READING PASSAGE Block Start

By Jerry Schmoyer    Copyright Ó 2000


Years ago an Englishman was watching a group of slaves being auctioned off in the south.  He was deeply touched at the plight of the victims.  Especially touching was a fine young man who brought high bids.  For some reason he joined in the bidding, even though the price kept going up and up.  Still, he was determined to have him.  When the slave was transferred to his new owner the Englishman unlocked the chains and said, “You are a free man!”  In heartfelt devotion the slave fell down at his feet with tears, “No. master, I will be your servant forever!”  He became the man’s most trusted helper, living with him for the rest of his life as a free man and a son.

This is what God did with the Jews in Egypt.  He bought them for Himself and set them free.  Their response was to commit themselves to live for him in devotion and faithfulness the rest of their lives.  For most this was a commitment they couldn’t or wouldn’t fulfill, but when God freed them it was their heart’s desire.  Because of God’s free gift of salvation, which has freed us from sin and bondage, He wants us to voluntarily commit to living for Him forever. 


SANCTIFICATION   As a way of teaching this truth, God commanded that all the firstborn males be sanctified to Him (Exodus 13:1-2).  Since the Egyptian first-born died in the last plague and He spared the ones who had blood on their door, He owned them.  He paid the blood price to save them, so they are all His possession.  Remember, the firstborn is symbolic of the whole nation.  Thus by owning the firstborn, God is in effect saying the whole nation is His. 

            “Sanctify” means literally “set apart.”  It is translated “sanctify,” “holy,” “consecrate,” “cleanliness,” “godliness” and “separation.”  The root meaning is to set something apart from ordinary, regular use to be used for God’s service.  The person or object is set apart from worldly use and committed to God’s use.  The word is used of places like the ground at the burning bush, of God’s dwelling place (the Tabernacle), of Jerusalem and of heaven.  It is used of things like the priests’ garments, offerings and Tabernacle vessels.  It is even used of times like the Sabbath, Feast days and days of fasting.  Being ‘sanctified’ does not mean it is made perfect, but that it is set apart to serve God.


IN GOD’S SIGHT  At the moment of salvation (Deut 7:6-7) we have been sent apart to God.  That’s why we are called ‘saints,’ the Greek equivalent of the Hebrew “Sanctify.”  God sees us as perfect, because He sees us through the blood of Jesus.  Therefore He expects us to live up to that in our daily life.  It’s like being born into a royal family and therefore being a prince by position.  Still, it is up to that person to live like a prince – live up to what he is.  God wants us to live up to our position by living in daily commitment to Him.  Over 1500 verses in the Bible command us to be set apart to God (Lev 19:2; I Pt 1:15; etc.).

READING PASSAGE Block End
PROVIDED RECORDS Block Start

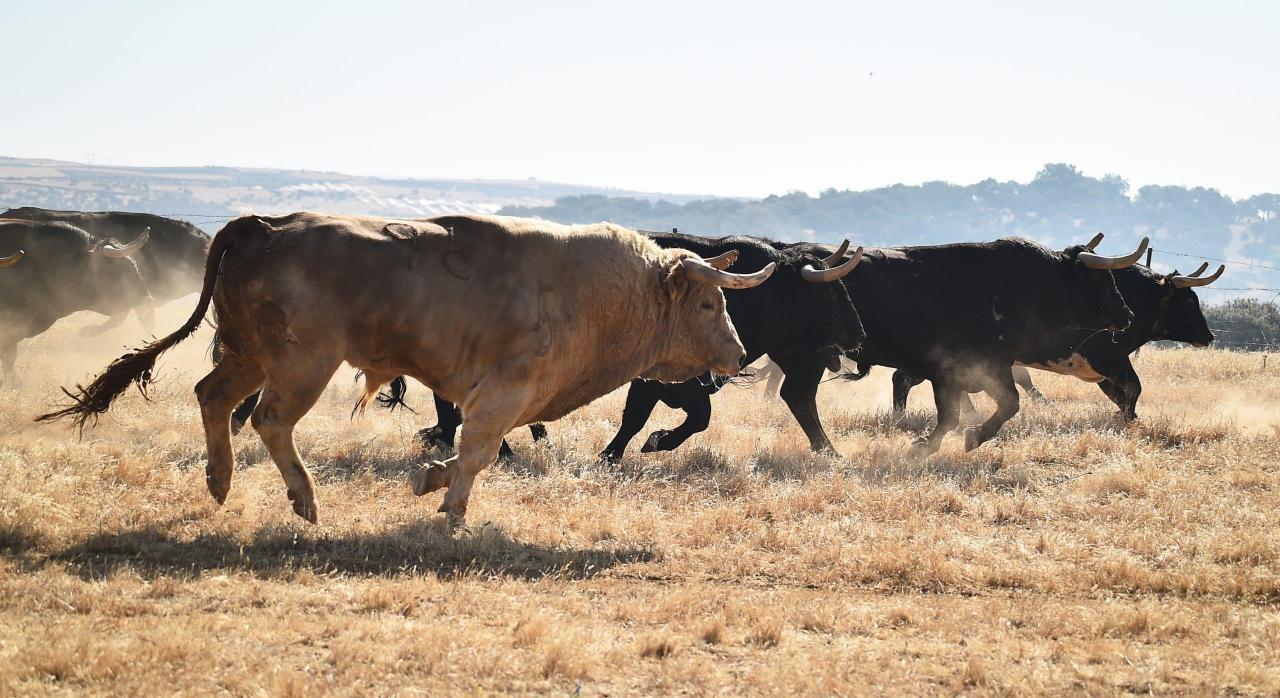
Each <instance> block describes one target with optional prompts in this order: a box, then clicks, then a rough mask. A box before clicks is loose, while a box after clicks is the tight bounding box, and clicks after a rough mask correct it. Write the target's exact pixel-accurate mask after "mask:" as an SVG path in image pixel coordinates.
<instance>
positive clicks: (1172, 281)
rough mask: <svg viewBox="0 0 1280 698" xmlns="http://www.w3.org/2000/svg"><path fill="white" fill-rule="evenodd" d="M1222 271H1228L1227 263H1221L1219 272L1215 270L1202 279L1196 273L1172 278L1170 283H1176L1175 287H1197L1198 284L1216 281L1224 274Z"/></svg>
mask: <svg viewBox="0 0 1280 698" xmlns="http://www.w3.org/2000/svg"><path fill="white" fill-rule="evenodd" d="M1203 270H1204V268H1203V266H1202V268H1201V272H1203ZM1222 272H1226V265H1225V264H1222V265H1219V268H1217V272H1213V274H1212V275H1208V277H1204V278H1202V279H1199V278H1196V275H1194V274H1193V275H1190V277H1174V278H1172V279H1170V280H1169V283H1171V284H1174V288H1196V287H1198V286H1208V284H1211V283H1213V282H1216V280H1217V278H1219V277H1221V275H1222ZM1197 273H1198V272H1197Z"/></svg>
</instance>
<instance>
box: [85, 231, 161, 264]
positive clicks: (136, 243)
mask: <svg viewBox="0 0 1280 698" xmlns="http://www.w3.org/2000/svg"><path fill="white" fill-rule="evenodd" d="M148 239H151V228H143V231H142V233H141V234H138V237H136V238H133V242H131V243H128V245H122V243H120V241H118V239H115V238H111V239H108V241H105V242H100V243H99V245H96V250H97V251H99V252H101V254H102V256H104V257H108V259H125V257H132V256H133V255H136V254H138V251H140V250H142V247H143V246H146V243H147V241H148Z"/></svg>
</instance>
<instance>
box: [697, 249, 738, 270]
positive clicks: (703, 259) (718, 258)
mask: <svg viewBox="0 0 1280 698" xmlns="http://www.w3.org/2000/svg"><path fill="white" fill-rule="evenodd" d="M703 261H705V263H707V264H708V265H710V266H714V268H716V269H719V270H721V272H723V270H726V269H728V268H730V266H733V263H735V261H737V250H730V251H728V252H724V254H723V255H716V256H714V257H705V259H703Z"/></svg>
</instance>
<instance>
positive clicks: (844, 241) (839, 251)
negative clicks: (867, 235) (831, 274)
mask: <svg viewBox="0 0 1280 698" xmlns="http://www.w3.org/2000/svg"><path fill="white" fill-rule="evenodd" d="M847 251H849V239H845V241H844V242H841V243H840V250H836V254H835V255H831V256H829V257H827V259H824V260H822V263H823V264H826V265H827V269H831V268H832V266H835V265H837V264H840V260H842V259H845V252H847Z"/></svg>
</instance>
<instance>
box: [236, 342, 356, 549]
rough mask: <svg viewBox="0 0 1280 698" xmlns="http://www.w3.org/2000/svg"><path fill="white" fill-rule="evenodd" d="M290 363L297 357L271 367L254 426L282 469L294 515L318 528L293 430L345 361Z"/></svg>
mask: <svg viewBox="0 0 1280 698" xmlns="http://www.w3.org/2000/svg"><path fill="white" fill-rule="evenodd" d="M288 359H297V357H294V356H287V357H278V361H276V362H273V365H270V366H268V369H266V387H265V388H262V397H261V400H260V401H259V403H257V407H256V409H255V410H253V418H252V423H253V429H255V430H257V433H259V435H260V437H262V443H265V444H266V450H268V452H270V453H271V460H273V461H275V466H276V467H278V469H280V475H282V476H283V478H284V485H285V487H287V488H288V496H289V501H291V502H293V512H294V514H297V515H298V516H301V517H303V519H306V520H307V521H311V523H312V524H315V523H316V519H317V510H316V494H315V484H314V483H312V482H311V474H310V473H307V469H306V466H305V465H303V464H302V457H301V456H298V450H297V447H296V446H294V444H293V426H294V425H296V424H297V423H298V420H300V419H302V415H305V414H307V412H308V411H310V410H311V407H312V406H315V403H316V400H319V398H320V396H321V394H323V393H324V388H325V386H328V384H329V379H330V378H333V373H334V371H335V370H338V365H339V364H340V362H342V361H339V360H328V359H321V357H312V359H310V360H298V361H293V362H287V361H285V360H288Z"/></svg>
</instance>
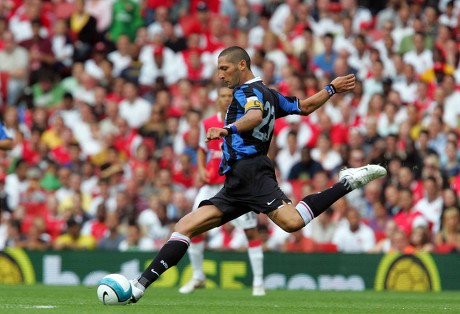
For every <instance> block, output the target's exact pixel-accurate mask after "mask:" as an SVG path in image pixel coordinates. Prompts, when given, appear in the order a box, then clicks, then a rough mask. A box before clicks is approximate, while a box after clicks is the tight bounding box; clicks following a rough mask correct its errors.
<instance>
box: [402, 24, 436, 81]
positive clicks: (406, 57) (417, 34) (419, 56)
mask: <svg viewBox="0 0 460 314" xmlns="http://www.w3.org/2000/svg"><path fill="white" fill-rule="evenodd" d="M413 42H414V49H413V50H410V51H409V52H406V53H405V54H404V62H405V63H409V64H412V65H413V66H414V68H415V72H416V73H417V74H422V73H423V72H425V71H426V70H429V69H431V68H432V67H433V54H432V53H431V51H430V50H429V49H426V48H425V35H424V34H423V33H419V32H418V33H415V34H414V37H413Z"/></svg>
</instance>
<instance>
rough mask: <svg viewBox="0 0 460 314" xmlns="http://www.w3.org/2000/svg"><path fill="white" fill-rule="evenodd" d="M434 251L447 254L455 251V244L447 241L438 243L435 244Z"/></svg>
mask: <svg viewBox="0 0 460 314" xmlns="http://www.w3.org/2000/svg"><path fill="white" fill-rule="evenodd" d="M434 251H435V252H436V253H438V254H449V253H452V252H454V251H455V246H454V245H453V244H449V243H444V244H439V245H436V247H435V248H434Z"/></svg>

PROVIDED RECORDS Block End

* [ABOUT THIS EXERCISE]: Pick up the passage on sanctification after its final sentence and carry it forward.

* [ANSWER FOR THIS EXERCISE]:
We are set apart from the world and sin (II Cor 6:17-18) and to God (I Cor 6:19-20).  That’s why the Bible so many times tells us not to live for self or the world because we have been set apart by salvation for God’s service. 


TURN FROM SIN  Knowing this and doing it are two different things, though.  Why don’t we life lives of separation from sin?  Because we choose to sin instead of turning from it.  God taught this to the people by including instructions about the Feast of Unleavened Bread (Exodus 13:3-10).  Sanctification means separation from sin.


DONKEYS AND MEN  God then included instructions about firstborn animals belonging to Him as well, since they also were spared in Egypt (Exodus 13:11-12).  The firstborn of all animals was to die, too. 

            God’s provision was that a substitute could die for firstborn people.  When Jesus was born He was taken to the temple to be circumcised and pigeons were killed in His place.  Only a perfect animals could be used, as a picture of Jesus, our perfect substitute.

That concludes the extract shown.